» Data to use:
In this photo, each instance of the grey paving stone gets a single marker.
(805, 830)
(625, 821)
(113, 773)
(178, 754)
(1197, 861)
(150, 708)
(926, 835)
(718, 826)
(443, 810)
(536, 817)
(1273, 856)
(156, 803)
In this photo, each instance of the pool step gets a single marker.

» Task statement:
Return the full listing, word for word.

» Solved problem:
In this photo, each instance of the grey paving stone gets a single marker.
(805, 830)
(625, 821)
(113, 773)
(178, 754)
(1197, 861)
(150, 708)
(926, 835)
(718, 826)
(443, 810)
(536, 817)
(1273, 856)
(156, 803)
In this photo, each instance of the pool step gets a single marker.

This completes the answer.